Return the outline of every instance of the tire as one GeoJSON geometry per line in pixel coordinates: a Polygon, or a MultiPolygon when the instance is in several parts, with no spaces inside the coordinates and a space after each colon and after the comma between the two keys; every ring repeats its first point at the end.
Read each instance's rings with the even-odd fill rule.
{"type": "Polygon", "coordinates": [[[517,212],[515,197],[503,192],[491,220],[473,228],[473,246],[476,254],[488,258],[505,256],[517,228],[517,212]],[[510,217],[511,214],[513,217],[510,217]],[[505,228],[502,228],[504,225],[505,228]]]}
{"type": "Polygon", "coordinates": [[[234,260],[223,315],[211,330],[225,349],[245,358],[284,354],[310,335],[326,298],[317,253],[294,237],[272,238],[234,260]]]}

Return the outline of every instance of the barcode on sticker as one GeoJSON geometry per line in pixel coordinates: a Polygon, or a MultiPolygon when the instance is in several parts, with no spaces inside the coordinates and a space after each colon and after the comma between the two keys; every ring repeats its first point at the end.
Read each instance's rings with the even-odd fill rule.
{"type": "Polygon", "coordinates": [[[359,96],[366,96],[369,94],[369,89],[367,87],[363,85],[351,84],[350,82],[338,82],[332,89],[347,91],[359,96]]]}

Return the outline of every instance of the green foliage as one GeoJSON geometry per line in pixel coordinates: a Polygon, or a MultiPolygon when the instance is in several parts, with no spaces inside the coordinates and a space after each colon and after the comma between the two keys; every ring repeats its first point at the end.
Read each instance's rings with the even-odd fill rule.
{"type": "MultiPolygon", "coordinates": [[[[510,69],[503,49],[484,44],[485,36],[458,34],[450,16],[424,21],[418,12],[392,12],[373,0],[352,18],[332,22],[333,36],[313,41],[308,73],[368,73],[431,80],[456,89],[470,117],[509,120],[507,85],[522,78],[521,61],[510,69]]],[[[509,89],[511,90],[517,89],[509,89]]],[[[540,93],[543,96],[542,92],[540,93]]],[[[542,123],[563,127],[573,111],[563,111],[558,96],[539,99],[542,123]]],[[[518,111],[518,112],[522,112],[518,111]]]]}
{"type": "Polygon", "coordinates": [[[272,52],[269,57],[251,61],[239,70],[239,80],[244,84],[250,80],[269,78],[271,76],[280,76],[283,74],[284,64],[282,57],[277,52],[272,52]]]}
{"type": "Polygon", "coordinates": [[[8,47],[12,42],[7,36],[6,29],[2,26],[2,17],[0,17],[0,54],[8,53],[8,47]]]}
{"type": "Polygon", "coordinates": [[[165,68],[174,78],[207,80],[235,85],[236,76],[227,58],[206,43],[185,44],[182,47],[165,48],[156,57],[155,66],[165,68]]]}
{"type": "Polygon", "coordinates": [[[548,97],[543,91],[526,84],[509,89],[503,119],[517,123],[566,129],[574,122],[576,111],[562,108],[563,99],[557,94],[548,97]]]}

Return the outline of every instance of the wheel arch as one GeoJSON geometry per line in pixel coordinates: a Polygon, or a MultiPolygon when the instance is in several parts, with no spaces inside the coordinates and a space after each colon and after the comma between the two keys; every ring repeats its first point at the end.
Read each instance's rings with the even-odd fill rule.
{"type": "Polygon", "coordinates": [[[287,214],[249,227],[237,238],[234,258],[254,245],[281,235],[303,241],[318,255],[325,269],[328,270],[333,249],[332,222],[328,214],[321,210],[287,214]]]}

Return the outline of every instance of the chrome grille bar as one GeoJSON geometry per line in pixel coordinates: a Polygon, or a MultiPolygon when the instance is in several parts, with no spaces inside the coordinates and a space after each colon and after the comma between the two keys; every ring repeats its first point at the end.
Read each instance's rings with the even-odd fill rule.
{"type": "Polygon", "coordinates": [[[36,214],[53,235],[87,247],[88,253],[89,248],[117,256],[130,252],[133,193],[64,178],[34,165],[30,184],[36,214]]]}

## Task goal
Reproduce each entry from the records above, character for character.

## Reply to the exercise
Return the outline of every instance of the tire as one GeoJSON geometry per line in pixel coordinates: a Polygon, or a MultiPolygon when the instance is in several parts, with no spaces inside the coordinates and a space after each colon and after the comma between the two keys; every ring repeats its first point at the end.
Read each instance's rings with the even-odd fill rule.
{"type": "Polygon", "coordinates": [[[517,212],[515,197],[503,192],[491,220],[473,228],[473,246],[476,254],[488,258],[505,256],[517,228],[517,212]],[[510,217],[511,214],[513,217],[510,217]],[[505,228],[502,228],[504,225],[505,228]]]}
{"type": "Polygon", "coordinates": [[[234,260],[223,315],[211,330],[225,349],[245,358],[284,354],[310,335],[326,298],[317,253],[294,237],[272,238],[234,260]]]}

Return the outline of every instance of the barcode on sticker as one GeoJSON geometry per line in pixel coordinates: a Polygon, or a MultiPolygon when the instance is in several parts, with no spaces inside the coordinates and a space after each colon and after the comma between the two keys; every ring repeats its first point at the end.
Read each instance's rings with the even-odd fill rule.
{"type": "Polygon", "coordinates": [[[359,96],[366,96],[369,94],[369,89],[367,87],[363,85],[351,84],[350,82],[338,82],[332,89],[347,91],[359,96]]]}

Return the outline of every instance of the green foliage as one GeoJSON geometry per line in pixel coordinates: a Polygon, or a MultiPolygon when the instance is in several parts, with no spaces inside the coordinates and a space after each colon and after the comma between the two keys; every ring repeats its first point at the end.
Read each instance's rings with the even-odd fill rule.
{"type": "MultiPolygon", "coordinates": [[[[510,69],[503,49],[484,44],[485,36],[458,34],[450,16],[424,21],[418,12],[392,12],[373,0],[352,18],[332,22],[333,36],[313,41],[308,73],[368,73],[431,80],[456,89],[470,117],[509,120],[507,85],[522,78],[521,61],[510,69]]],[[[509,89],[511,90],[517,89],[509,89]]],[[[540,93],[543,96],[542,92],[540,93]]],[[[542,123],[563,127],[573,111],[563,111],[558,96],[539,99],[542,123]]],[[[518,111],[518,112],[522,112],[518,111]]]]}
{"type": "Polygon", "coordinates": [[[272,52],[269,57],[251,61],[239,70],[239,80],[244,84],[250,80],[269,78],[271,76],[280,76],[283,74],[284,64],[282,57],[277,52],[272,52]]]}
{"type": "Polygon", "coordinates": [[[8,47],[12,42],[7,36],[6,29],[2,26],[2,17],[0,17],[0,54],[8,53],[8,47]]]}
{"type": "Polygon", "coordinates": [[[165,68],[174,78],[207,80],[235,85],[236,76],[227,58],[206,43],[185,44],[182,47],[165,48],[156,57],[155,66],[165,68]]]}
{"type": "Polygon", "coordinates": [[[548,97],[543,91],[526,84],[509,89],[503,119],[517,123],[566,129],[574,122],[576,111],[562,108],[563,99],[557,94],[548,97]]]}

Return the outline of every instance of the wheel arch as one GeoJSON geometry per line in pixel coordinates: a Polygon, or a MultiPolygon when the instance is in several parts, with no spaces inside the coordinates and a space after each colon and after the comma between the two keys; every ring repeats its first point at the end.
Read each instance's rings with the even-odd fill rule.
{"type": "Polygon", "coordinates": [[[287,214],[249,227],[237,238],[234,258],[254,245],[281,235],[303,241],[318,255],[325,269],[328,270],[333,249],[332,222],[328,214],[321,210],[287,214]]]}

Return the outline of every instance of the chrome grille bar as one GeoJSON geometry per line in pixel coordinates: a Polygon, or a MultiPolygon when the instance is in several parts, with no spaces inside the coordinates and a space after each colon and after the comma between the two keys; every ring repeats its first point at the end.
Read each instance's rings with the even-odd fill rule.
{"type": "Polygon", "coordinates": [[[36,214],[53,235],[87,247],[88,253],[89,248],[117,256],[130,252],[133,193],[64,178],[34,165],[30,184],[36,214]]]}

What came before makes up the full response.